Referring expression data:
------------------------
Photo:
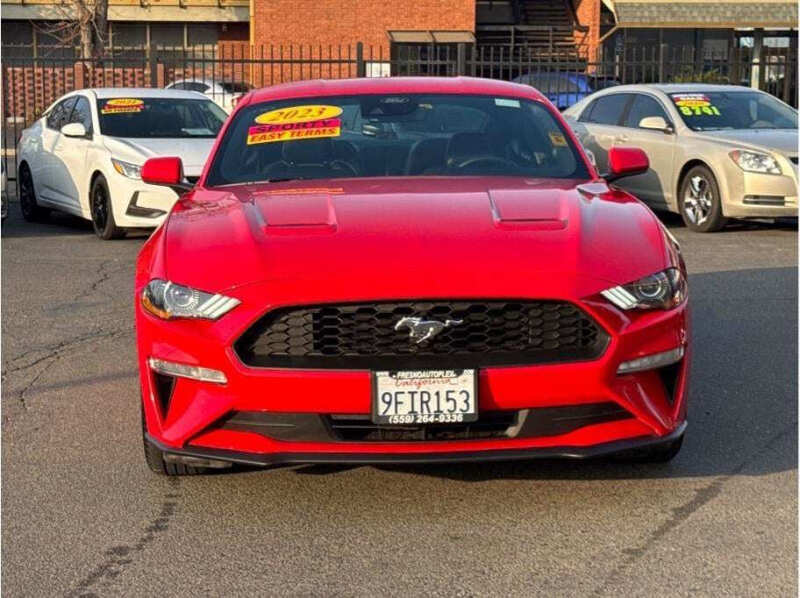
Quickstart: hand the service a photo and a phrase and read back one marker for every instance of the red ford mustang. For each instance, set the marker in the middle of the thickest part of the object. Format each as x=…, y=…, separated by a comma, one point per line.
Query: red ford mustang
x=407, y=270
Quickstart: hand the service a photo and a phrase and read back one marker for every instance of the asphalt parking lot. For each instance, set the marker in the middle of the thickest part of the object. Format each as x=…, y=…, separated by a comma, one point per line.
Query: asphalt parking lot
x=83, y=516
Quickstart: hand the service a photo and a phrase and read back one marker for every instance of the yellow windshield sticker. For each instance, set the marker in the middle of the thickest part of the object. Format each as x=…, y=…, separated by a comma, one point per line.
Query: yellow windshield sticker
x=329, y=127
x=557, y=139
x=122, y=106
x=695, y=104
x=298, y=114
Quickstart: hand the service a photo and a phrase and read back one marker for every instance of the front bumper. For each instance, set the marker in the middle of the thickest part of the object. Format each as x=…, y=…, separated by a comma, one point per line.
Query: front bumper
x=192, y=418
x=563, y=452
x=754, y=195
x=137, y=204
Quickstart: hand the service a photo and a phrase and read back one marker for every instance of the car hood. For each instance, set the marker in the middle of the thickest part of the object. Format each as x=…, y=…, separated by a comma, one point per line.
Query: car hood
x=413, y=237
x=193, y=152
x=783, y=141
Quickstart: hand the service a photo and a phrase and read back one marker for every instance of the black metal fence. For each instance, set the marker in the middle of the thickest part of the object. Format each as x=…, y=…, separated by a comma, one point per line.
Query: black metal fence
x=30, y=84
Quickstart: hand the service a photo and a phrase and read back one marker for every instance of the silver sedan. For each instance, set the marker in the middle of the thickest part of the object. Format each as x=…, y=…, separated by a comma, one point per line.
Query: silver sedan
x=716, y=151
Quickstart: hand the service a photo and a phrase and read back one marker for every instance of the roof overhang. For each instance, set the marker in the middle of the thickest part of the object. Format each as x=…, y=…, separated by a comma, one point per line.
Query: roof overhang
x=172, y=14
x=431, y=37
x=703, y=14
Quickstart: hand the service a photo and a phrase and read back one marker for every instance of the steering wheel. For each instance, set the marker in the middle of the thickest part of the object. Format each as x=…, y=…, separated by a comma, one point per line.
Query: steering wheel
x=342, y=165
x=487, y=160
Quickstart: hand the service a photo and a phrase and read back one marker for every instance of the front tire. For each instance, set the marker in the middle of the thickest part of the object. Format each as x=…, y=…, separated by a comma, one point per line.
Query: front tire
x=154, y=457
x=31, y=210
x=102, y=213
x=700, y=202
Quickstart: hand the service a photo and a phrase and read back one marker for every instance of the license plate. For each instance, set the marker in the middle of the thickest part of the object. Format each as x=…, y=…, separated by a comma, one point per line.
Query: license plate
x=424, y=397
------------------------
## [What you need to do]
Look above for the line with "Query: front tire", then copy it and each later line exactly, stopping at the last line of the records.

## [Response]
Query: front tire
x=154, y=457
x=31, y=210
x=102, y=213
x=700, y=202
Quickstart: hand the service a photo and a phrase and read back one marker for every instance of the license plate. For each instance, set the marker in the middle of the thickest part of the object. Format each as x=…, y=…, separated by a comma, one point per line.
Query: license plate
x=424, y=397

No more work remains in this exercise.